[REQUIREMENT] Search the entries below for the string "water" and copy the lines that hold it.

(Stored items)
= = = = = = =
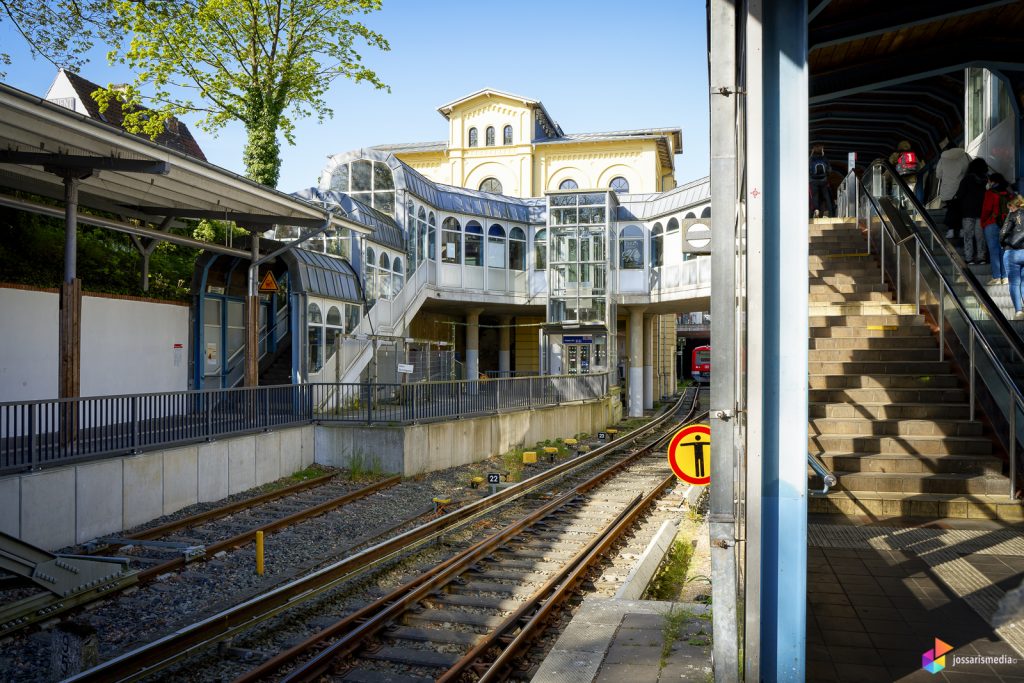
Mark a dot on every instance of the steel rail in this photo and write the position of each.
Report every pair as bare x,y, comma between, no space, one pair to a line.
173,647
231,508
366,622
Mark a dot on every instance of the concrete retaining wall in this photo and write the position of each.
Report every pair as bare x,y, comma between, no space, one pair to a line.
62,506
425,447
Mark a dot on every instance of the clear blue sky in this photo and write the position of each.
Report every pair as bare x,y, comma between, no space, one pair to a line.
596,66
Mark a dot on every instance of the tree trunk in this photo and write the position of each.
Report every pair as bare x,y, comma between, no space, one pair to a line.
262,154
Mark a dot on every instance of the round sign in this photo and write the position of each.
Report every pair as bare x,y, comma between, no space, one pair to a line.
689,455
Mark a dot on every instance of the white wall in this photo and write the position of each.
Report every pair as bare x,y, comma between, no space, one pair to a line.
127,346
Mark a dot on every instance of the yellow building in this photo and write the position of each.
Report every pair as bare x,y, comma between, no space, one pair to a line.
511,145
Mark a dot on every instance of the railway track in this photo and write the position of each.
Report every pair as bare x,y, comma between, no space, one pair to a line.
240,622
157,551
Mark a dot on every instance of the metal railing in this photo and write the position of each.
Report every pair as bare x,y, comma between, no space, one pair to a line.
44,433
914,257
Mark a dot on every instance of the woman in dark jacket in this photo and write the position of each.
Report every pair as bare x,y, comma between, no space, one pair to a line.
1012,241
970,198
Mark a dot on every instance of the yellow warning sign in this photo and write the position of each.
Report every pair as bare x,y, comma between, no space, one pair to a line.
689,455
268,285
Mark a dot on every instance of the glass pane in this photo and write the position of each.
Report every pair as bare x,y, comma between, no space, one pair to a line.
473,246
384,202
339,179
360,175
382,176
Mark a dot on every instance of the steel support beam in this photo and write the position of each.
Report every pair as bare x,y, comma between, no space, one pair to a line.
725,202
779,272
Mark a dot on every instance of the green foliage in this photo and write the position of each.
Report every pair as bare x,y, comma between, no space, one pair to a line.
263,65
672,575
58,31
32,253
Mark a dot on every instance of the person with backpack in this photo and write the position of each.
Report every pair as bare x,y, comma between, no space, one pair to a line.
993,214
820,194
970,198
1012,241
907,164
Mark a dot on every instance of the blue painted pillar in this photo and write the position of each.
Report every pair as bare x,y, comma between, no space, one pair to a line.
783,530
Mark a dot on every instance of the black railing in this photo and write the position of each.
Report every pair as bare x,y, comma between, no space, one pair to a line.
44,433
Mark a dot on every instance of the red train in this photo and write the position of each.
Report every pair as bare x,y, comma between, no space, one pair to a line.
701,364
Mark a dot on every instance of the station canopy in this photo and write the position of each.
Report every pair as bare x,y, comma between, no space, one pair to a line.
131,176
882,72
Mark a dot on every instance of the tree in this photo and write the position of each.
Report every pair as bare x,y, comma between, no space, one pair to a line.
262,62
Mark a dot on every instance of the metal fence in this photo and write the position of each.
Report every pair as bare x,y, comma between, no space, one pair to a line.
43,433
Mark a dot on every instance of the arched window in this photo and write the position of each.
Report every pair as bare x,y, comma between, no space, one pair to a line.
656,245
451,241
412,238
397,280
517,249
492,185
370,275
332,330
541,250
631,248
432,238
314,338
384,276
474,244
496,247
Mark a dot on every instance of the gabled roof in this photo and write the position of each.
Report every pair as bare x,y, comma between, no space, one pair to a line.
176,135
445,110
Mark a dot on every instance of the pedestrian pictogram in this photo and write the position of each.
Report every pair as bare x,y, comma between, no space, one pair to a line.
268,285
689,455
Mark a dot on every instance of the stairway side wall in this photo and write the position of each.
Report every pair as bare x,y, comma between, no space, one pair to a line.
426,447
61,506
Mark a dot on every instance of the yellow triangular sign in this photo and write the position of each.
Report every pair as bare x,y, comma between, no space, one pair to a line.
268,285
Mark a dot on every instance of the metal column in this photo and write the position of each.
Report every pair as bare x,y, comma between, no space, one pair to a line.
725,243
781,275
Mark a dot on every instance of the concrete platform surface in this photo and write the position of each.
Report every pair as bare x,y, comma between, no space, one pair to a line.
611,641
879,596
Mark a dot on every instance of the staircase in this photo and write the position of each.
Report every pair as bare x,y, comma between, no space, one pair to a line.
887,416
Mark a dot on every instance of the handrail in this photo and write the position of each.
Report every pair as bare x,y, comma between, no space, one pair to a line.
946,289
828,478
1011,337
976,288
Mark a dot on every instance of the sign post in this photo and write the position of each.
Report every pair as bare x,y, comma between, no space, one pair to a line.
689,455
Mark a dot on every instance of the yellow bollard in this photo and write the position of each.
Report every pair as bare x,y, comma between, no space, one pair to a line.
259,553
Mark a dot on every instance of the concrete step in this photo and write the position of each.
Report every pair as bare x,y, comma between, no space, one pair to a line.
861,426
873,394
918,368
877,342
908,444
890,411
916,482
868,308
848,297
928,506
901,464
883,381
867,354
849,288
869,327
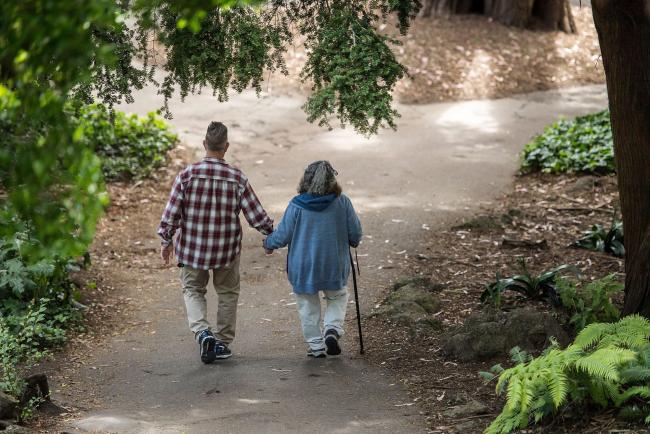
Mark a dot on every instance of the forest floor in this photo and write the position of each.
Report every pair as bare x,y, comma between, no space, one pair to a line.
136,369
471,57
550,211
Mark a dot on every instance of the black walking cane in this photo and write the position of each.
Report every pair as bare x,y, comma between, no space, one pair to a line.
356,299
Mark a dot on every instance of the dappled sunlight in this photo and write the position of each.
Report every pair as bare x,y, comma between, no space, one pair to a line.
347,140
475,115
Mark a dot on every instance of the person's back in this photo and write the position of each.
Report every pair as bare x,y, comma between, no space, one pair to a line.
204,207
319,226
209,230
318,251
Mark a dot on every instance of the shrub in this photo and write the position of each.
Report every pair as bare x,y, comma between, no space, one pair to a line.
602,240
128,145
581,145
608,364
590,304
541,287
35,306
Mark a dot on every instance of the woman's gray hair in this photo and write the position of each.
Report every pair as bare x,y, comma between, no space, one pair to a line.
319,178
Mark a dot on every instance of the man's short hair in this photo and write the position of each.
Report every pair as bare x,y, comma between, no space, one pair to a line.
216,137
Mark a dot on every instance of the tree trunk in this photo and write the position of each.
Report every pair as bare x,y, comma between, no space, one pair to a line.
546,14
624,33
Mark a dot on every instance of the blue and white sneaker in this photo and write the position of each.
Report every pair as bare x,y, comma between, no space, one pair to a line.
207,344
222,351
332,342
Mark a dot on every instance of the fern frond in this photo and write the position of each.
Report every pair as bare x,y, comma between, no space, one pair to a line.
557,386
635,374
515,392
604,363
591,335
636,391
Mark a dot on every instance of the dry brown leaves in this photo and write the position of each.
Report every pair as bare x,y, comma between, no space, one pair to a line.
555,209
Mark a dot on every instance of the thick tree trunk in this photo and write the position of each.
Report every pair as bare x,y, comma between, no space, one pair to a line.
547,14
624,33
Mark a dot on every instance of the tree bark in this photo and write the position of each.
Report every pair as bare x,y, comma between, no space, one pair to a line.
624,33
547,14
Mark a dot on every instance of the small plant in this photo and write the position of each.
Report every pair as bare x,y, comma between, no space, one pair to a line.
517,355
541,287
129,146
603,240
581,145
608,364
590,304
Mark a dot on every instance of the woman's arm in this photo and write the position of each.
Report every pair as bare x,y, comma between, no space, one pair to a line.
354,225
284,232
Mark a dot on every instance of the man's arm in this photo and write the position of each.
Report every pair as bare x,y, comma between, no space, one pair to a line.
254,211
171,217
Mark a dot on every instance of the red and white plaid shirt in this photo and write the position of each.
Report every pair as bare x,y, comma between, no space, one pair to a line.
204,205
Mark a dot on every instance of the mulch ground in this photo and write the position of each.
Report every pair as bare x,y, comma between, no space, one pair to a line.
123,253
473,57
550,209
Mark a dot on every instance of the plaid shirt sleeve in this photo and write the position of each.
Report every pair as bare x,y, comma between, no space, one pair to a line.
254,212
171,217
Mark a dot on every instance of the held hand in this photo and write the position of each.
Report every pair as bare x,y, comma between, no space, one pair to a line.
267,251
166,253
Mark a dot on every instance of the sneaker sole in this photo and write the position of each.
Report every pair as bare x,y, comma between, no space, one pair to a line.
223,356
333,347
317,356
207,350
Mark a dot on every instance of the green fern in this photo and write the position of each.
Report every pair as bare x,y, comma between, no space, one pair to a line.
607,364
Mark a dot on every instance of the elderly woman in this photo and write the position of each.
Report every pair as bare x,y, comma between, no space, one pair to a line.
319,225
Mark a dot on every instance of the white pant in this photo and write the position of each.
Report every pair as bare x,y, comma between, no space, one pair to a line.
309,309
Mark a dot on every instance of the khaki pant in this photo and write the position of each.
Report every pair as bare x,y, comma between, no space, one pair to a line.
226,284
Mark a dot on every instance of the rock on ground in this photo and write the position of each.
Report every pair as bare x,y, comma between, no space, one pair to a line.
488,334
411,304
8,406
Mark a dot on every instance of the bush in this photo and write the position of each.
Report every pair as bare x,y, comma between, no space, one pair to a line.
128,145
36,309
541,287
608,364
590,304
602,240
581,145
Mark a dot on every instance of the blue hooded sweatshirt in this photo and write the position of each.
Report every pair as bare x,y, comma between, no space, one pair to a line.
319,231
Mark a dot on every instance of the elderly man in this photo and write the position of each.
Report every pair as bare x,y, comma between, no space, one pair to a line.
204,207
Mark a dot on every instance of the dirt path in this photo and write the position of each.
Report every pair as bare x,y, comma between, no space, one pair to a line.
445,161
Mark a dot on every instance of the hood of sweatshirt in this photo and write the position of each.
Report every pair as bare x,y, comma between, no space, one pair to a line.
313,202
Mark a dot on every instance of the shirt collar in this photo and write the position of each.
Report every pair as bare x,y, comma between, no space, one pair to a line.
214,160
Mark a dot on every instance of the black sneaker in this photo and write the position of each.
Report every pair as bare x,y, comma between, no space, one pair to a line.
317,354
332,342
222,351
207,344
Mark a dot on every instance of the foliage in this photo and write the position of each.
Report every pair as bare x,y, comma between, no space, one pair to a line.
50,179
581,145
35,306
541,287
52,52
517,356
129,146
608,364
590,304
602,240
26,335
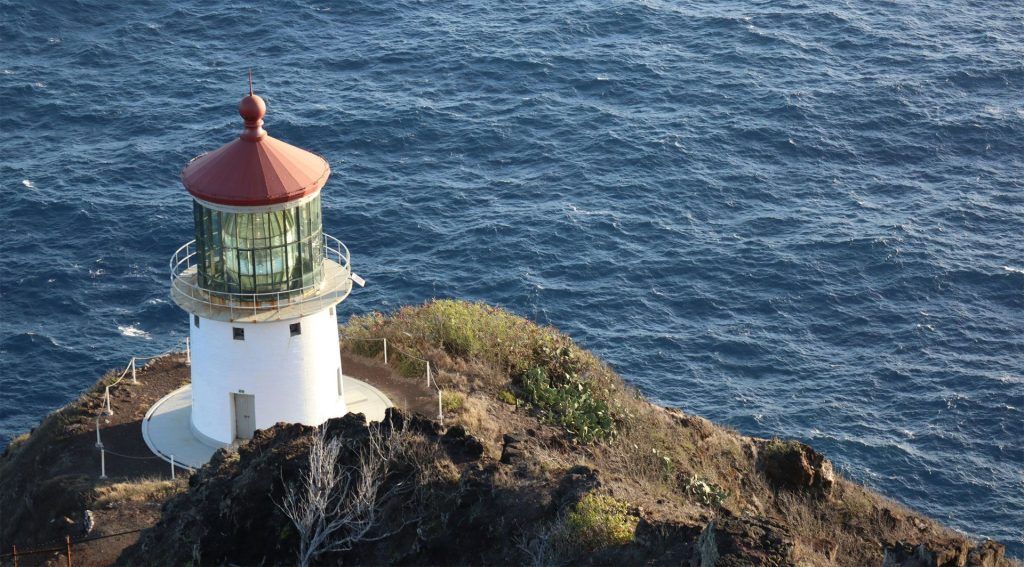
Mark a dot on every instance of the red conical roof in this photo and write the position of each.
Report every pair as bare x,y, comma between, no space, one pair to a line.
255,169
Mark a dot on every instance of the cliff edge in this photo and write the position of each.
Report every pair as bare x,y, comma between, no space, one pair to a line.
544,455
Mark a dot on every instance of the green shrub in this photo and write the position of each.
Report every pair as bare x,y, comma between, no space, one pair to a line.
570,403
705,491
452,401
599,521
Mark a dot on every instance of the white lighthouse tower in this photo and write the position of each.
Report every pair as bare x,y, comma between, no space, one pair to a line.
260,284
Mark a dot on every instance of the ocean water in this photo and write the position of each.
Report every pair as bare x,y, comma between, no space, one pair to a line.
803,219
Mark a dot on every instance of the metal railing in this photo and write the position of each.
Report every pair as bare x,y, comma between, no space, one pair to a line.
184,279
132,367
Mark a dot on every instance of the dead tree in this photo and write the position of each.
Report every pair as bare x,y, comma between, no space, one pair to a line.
335,506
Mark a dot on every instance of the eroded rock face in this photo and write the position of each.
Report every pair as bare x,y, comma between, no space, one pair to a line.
512,450
741,542
948,554
794,465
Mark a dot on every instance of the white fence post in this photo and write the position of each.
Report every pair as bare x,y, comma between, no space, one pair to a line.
107,394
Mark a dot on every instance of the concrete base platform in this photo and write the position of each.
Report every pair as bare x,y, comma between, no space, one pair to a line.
167,426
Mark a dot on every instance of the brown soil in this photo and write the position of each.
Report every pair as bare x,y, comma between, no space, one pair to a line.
408,393
48,481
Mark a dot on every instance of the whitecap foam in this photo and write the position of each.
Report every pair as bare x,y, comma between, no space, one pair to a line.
133,332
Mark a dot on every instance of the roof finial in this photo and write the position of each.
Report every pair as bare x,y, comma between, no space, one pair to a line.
252,110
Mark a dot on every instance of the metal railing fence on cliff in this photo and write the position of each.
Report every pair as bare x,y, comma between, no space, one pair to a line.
431,381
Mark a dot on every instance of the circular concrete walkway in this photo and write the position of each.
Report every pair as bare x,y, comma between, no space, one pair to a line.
167,430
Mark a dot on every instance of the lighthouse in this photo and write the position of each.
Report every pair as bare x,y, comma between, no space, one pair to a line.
260,281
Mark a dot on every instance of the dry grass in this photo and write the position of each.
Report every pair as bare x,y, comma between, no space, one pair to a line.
142,490
514,374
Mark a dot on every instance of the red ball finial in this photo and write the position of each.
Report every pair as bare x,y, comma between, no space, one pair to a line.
252,110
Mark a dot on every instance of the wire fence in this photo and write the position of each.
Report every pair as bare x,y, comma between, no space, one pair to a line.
108,409
131,369
65,551
431,380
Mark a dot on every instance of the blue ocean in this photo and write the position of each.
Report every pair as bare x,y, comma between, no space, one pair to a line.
801,219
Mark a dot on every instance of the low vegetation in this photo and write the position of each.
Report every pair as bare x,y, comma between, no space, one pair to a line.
600,521
678,469
141,490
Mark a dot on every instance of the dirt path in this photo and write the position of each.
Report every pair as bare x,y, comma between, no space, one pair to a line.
407,393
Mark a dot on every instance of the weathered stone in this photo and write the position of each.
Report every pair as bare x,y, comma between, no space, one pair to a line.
455,432
794,465
741,542
473,446
954,553
512,451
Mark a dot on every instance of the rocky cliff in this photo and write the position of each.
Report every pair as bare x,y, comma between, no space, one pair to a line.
544,456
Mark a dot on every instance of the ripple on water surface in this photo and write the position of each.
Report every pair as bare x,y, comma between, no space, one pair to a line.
798,219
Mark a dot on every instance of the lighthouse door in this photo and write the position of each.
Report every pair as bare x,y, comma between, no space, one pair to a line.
245,416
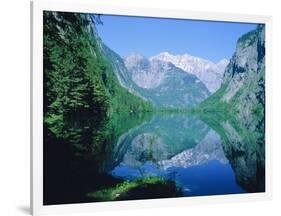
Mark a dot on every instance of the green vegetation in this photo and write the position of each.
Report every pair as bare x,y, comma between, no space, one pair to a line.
150,187
81,91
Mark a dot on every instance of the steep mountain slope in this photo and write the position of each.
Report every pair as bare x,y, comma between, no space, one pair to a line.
79,81
242,102
164,84
243,89
209,73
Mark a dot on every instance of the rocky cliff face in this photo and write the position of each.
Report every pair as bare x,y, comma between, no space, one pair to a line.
164,84
244,75
211,74
243,96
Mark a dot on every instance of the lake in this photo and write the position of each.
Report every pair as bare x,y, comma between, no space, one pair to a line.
195,154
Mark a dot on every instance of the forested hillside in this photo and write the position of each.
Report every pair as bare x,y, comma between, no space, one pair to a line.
78,79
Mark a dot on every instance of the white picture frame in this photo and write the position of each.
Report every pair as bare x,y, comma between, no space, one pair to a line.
37,8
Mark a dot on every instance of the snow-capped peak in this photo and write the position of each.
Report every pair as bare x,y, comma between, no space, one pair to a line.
208,72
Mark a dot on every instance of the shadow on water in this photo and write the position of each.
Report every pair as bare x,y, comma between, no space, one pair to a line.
196,154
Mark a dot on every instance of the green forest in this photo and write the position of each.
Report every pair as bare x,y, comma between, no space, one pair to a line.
79,82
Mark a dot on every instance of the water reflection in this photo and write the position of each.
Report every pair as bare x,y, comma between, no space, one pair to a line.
185,149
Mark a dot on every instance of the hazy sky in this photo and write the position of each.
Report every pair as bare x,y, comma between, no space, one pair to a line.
150,36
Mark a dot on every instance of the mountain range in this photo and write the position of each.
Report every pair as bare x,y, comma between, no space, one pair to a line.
208,72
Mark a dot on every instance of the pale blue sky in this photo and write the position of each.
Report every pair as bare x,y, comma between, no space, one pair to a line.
150,36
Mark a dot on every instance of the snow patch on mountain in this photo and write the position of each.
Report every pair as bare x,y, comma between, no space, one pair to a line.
210,73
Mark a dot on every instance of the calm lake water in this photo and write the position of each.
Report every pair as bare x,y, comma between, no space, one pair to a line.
187,150
201,155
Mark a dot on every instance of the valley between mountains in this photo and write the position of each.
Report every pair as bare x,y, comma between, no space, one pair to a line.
136,127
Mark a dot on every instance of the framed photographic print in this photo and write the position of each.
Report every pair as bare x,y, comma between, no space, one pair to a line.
141,107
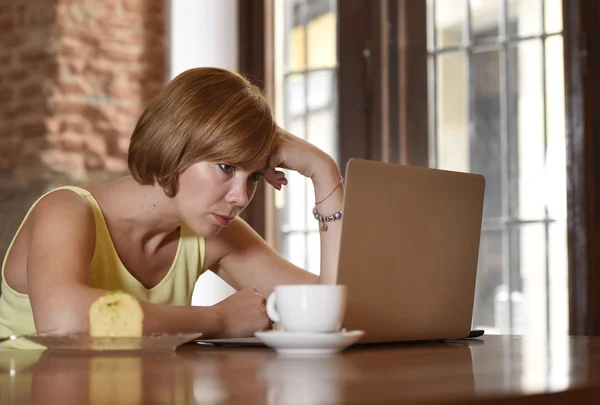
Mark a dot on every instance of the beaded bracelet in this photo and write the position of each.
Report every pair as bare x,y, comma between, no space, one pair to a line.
325,218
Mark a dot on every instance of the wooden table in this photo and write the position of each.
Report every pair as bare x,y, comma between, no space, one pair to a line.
493,369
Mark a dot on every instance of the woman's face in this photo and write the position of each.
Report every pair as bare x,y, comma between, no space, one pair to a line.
211,195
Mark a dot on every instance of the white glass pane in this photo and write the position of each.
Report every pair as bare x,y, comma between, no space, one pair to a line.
295,35
450,16
526,109
530,313
556,182
293,248
452,112
295,100
321,31
524,18
485,18
320,89
491,310
486,145
295,217
553,16
314,249
559,278
321,131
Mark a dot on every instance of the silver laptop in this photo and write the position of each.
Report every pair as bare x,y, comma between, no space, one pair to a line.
409,250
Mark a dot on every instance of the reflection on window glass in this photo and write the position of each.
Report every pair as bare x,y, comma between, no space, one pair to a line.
308,84
499,111
485,18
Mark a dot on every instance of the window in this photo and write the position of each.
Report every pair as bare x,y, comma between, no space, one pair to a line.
497,108
306,85
495,90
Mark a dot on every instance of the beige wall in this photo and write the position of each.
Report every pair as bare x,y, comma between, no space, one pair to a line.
74,78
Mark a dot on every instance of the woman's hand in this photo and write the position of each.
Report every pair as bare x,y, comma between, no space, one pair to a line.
296,154
242,314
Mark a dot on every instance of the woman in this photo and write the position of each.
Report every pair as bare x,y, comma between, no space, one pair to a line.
195,157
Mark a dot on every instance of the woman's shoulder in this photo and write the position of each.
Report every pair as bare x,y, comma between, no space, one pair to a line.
69,203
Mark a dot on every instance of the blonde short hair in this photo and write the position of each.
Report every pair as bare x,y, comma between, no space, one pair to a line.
203,114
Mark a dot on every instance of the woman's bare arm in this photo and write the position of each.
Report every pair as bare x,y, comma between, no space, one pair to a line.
58,274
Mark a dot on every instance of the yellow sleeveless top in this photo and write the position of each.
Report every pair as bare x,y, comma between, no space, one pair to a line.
109,273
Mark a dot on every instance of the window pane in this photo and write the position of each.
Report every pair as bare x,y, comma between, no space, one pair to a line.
314,247
450,16
293,248
524,18
559,278
322,38
491,311
452,112
485,148
530,313
295,101
553,16
295,48
294,218
526,116
556,182
485,17
321,131
320,89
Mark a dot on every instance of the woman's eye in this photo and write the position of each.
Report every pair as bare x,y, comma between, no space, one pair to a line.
254,177
228,169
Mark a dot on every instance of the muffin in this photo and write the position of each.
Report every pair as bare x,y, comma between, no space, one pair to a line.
116,314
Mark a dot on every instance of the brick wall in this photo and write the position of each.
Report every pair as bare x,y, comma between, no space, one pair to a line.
74,78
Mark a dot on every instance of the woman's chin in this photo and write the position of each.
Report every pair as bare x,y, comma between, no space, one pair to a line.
207,230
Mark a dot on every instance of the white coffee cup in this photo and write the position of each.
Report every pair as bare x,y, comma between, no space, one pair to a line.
314,308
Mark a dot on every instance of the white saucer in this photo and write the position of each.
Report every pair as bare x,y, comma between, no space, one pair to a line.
309,343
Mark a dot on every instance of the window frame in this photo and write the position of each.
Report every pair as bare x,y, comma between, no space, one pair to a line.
377,37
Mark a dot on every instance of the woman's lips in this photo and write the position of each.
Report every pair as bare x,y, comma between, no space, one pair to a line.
223,220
= = = = = = =
[RESPONSE BELOW]
Mark a dot on every instance of the ocean water in this photo and write the position of each.
Mark a dot on every instance of the ripple on water surface in this photo and write the position of each.
Mark a dot on every instance of the shadow on water in this photo and write the position of each.
Mark a dot on every instance of the water reflection in this photo and write the position of each.
Mark a dot on every instance of the calm lake water in this photo and write the position of each.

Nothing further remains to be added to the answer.